→ WHAT IS ASKED
(1) Please summarize the Phoenix Award passage in two sentences.
(2) Count the lines in the listing that contain the string "suit", treating case as significant. Reply with the number only.

→ EXCERPTED PASSAGE
⟨
Phoenix Award facts for kids
The Phoenix Award annually recognizes one English-language children's book published twenty years earlier that did not then win a major literary award. It is named for the mythical bird phoenix that is reborn from its own ashes, signifying the book's rise from relative obscurity.
The award was established and is conferred by the Children's Literature Association (ChLA), a nonprofit organization based in the United States whose mission is to advance "the serious study of children's literature". The winner is selected by an elected committee of five ChLA members, from nominations by members and outsiders. The token is a brass statue.
The inaugural, 1985 Phoenix Award recognized The Mark of the Horse Lord by Rosemary Sutcliff (Oxford, 1965). Beginning 1989, as many as two runners-up have been designated "Honor Books", with 34 named for the 29 years to 2017.
A parallel award for children's picture books, the Phoenix Picture Book Award was approved in 2010 and inaugurated in 2013. There are two awards if the writer and illustrator are different people. "Books are considered not only for the quality of their illustrations, but for the way pictures and text work together to tell a story (whether fact or fiction). Wordless books are judged on the ability of the pictures alone to convey a story."
Latest rendition
The 33rd annual Phoenix Award and fifth Phoenix Picture Book Award were presented on June 24 2017 at the ChLA Annual Conference hosted by the University of South Florida in Tampa, Florida. The 2018 Phoenix Award winner has also been announced. The awards are included in the tables below.
⟩
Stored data
⟨
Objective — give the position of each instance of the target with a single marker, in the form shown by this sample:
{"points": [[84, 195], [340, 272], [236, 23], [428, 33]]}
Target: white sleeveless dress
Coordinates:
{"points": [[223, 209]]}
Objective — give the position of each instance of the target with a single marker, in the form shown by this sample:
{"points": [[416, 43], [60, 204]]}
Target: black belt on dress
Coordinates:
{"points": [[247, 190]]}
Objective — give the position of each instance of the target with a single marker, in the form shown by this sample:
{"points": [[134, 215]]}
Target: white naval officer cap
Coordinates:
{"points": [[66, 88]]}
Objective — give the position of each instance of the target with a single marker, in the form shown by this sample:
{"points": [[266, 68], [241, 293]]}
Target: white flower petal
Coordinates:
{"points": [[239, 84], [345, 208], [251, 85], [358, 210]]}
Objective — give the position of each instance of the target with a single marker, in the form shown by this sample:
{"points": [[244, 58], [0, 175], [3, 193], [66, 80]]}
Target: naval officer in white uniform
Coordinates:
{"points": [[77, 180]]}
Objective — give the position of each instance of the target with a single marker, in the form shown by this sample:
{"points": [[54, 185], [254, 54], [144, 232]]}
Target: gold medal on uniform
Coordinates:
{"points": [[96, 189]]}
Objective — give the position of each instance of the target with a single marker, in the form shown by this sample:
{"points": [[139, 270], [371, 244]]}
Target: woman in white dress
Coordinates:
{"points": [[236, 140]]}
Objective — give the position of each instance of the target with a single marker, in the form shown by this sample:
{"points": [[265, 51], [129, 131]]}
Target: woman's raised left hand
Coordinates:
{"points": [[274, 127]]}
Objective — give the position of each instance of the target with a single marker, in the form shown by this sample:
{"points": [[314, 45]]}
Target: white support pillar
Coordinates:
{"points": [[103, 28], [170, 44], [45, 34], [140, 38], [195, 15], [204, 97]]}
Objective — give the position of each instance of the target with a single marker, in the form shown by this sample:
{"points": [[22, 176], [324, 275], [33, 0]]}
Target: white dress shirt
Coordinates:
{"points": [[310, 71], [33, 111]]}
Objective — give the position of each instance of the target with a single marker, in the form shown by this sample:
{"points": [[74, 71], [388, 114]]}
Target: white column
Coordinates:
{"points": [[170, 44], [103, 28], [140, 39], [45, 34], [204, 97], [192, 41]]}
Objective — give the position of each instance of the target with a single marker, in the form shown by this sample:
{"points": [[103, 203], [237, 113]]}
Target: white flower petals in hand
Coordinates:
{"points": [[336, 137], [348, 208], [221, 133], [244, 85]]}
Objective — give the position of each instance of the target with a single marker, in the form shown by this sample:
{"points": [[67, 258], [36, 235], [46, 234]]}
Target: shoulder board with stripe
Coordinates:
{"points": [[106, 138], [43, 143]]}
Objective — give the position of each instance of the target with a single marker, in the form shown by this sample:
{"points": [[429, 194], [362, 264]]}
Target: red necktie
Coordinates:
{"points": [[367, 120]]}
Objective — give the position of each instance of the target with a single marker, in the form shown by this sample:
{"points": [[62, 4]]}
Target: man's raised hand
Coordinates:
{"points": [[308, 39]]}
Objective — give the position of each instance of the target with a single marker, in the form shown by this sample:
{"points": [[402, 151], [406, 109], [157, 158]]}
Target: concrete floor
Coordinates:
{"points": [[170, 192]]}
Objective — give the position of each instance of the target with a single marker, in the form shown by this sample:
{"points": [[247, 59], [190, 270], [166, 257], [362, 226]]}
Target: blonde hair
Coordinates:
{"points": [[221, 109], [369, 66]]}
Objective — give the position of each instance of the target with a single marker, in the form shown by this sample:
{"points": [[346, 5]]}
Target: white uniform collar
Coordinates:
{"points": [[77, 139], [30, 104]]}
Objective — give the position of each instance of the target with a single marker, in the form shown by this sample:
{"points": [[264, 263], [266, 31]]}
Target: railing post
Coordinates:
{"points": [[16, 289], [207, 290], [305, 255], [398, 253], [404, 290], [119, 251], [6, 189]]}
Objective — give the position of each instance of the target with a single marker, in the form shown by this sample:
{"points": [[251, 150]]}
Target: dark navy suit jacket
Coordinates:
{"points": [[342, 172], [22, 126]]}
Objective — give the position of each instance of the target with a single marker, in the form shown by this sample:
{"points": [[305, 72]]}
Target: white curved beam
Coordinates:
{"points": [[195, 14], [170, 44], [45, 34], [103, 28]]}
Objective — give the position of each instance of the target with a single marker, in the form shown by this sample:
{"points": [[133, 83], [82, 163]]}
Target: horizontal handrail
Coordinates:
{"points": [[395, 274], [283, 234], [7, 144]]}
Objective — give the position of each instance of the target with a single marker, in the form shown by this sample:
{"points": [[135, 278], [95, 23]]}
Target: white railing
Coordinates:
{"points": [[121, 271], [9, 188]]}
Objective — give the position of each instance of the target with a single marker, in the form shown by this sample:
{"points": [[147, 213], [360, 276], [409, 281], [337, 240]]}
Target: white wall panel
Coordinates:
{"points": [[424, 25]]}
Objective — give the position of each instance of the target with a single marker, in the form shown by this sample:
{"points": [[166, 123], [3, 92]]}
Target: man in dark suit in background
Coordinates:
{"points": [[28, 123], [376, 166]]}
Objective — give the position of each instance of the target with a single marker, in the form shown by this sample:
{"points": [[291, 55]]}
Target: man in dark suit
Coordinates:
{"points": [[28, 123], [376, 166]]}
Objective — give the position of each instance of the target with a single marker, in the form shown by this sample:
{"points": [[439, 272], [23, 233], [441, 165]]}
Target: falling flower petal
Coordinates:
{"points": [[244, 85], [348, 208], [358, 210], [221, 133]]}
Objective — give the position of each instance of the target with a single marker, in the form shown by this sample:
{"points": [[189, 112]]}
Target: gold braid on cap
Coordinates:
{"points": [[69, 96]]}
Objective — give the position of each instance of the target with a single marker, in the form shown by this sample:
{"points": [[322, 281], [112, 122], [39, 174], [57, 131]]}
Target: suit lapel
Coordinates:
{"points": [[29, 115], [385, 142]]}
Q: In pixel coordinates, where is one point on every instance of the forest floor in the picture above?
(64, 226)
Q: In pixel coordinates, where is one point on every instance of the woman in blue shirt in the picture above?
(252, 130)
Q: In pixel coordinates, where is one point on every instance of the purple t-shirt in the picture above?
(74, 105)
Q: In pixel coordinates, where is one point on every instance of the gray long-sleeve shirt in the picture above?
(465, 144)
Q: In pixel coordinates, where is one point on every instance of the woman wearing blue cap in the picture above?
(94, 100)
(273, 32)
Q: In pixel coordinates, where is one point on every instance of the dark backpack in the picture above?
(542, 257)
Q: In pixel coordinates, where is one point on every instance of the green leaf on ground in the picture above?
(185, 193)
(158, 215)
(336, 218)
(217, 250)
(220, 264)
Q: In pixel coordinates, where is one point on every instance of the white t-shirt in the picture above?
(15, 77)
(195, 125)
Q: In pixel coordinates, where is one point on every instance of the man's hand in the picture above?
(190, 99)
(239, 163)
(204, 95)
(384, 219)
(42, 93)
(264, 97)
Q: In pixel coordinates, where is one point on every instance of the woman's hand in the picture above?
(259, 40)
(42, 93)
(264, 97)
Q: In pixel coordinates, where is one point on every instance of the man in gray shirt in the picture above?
⟩
→ THE RESULTS
(1) The Phoenix Award, established and conferred by the Children's Literature Association, annually recognizes one English-language children's book published twenty years earlier that did not then win a major literary award, and it is named for the mythical phoenix reborn from its own ashes. Its winner is selected by an elected committee of five ChLA members, and a parallel Phoenix Picture Book Award was approved in 2010 and inaugurated in 2013.

(2) 4